Exercise requirements →
1. Please quote the article on the OCC's lending rule word for word, beginning at the words "Here’s how these" and ending after "Wall Street Journal.".
2. In the article on the OCC's lending rule, what APR is one lender defending on the $67,000 loan to a restaurant owner?
3. Carry on writing the article on the OCC's lending rule, starting after its final sentence.

Extract provided →
-=-=-=-=-

When banks and fintechs team up for the purpose of offering affordable, transparent and fair products, consumers and small businesses benefit. But when companies calling themselves fintechs use banks to enable unaffordable, usurious lending that non-bank lenders could not do legally directly, the results can be disastrous.
It is these fraudulent bank partnerships that benefit most from a rule issued late last year by Office of the Comptroller of the Currency (OCC). Congress has the opportunity to overturn that rule using the Congressional Review Act. It should do so.
Many states limit the interest rates on consumer loans, and some have civil or criminal usury caps that also apply to business loans. Nonbank lenders must comply with these laws, but nearly every state has exempted banks from their rate caps, and federal laws allow banks to “export” this lack of a rate cap to other states, preempting those states’ usury laws. Unfortunately, predatory lenders have found a small number of rogue banks that are willing to lend their name to enable truly shocking loan programs run by nonbank entities.
The OCC’s rule prohibits courts from looking at the truth about who the lender is, preempting state usury caps as long as a bank is “named as the lender on the loan agreement.” It does not matter under the rule if the nonbank lender funds the loan and controls virtually every aspect of the loan program save a rubber stamp approval from the bank. Courts can’t look beyond the fine print.
Here’s how these relationships typically work: A lender helps identify borrowers to whom it wants to lend at rates above what their states permit. It makes a deal with a bank in another state, where such rates are allowed, to put up the money. Then the bank sells the lion’s share of the loan to the lender or a company connected to the lender, according to an investigation by the Wall Street Journal.
For example, the OCC’s rule is being actively used right now to preempt state usury laws and to defend one lender’s right to charge 268% APR on a $67,000 loan to a restaurant owner. Markisha and Carlos Swepson needed income after a long renovation process and a new baby. According to court documents, World Business Lenders offered a daily rate of .3575%, and the Swepsons did not understand how that translated into a shocking APR. The Swepsons dealt entirely with WBL, which collected the loan payments, but Axos Bank was listed as the lender. After the Swepsons fell behind, WBL refused to work with them and turned back to Axos to file a foreclosure action against the property that secured the loan. Axos Bank is now arguing that the court cannot look at whether WBL was just renting the Axos Bank charter: “as recently made clear by the Office of the Comptroller of the Currency, even such arrangements are proper,” and even if the loan were immediately assigned to WBL, “the OCC’s final rule would permit the same interest rates and fees to be charged by WBL as by Axos Bank.”

-=-=-=-=-

Source information →
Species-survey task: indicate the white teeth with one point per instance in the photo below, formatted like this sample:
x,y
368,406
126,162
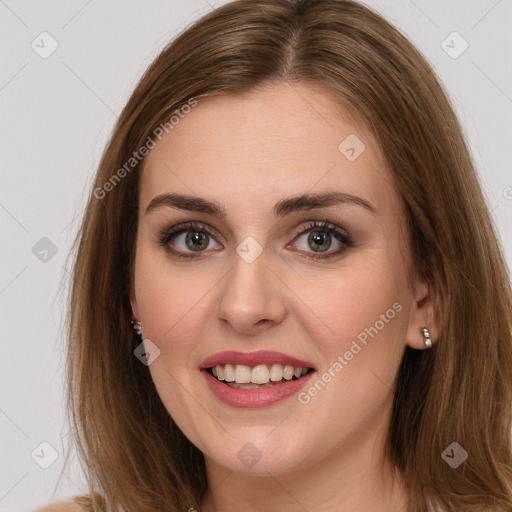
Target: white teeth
x,y
229,373
288,372
242,374
276,373
258,375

-=-=-=-=-

Outputs in order →
1.
Here’s how these relationships typically work: A lender helps identify borrowers to whom it wants to lend at rates above what their states permit. It makes a deal with a bank in another state, where such rates are allowed, to put up the money. Then the bank sells the lion’s share of the loan to the lender or a company connected to the lender, according to an investigation by the Wall Street Journal.

2. 268% APR.

3.
These rent-a-bank loans are not just destroying small businesses – they even imperil the owners’ homes. A shocking 30% of WBL’s real-estate loans result in default. One in ten results in a formal foreclosure, and in many other cases, the small business owner is forced to sell their home.
The owner of a Georgia engineering services firm was threatened with foreclosure over a $55,000 loan at 88% APR. WBL prepared all of the documents Axos Bank (then known as BOFI Federal Bank) listed as the lender, and then an officer of WBL used a power of attorney for the bank to assign the loans to WBL. WBL sought $133,519 in interest and threatened to foreclose on the owner’s home.
Lenders are using these “rent-a-bank schemes” as a loophole more and more, originating the high-cost loans through a FDIC-regulated bank before buying them back in order to continue to charge exorbitant interest rates, according to CNBC, who reported on another example of this scheme with the fintech Elevate.
The “certainty” in the bright line test in the OCC’s rule comes at the cost of protecting evasive rent-a-bank schemes set up solely for the purpose of enabling destructive, usurious loans. Legitimate bank partnerships have a lot more bank involvement than a name on a piece of paper, and they do not need such a crude form of certainty. Indeed, the crude rule undermines incentives for banks to be actively involved in bank partnership programs.
Congress must act now to repeal the fake lender rule. As small businesses emerge from the devastating COVID crisis, they need a true helping hand, not predatory lending.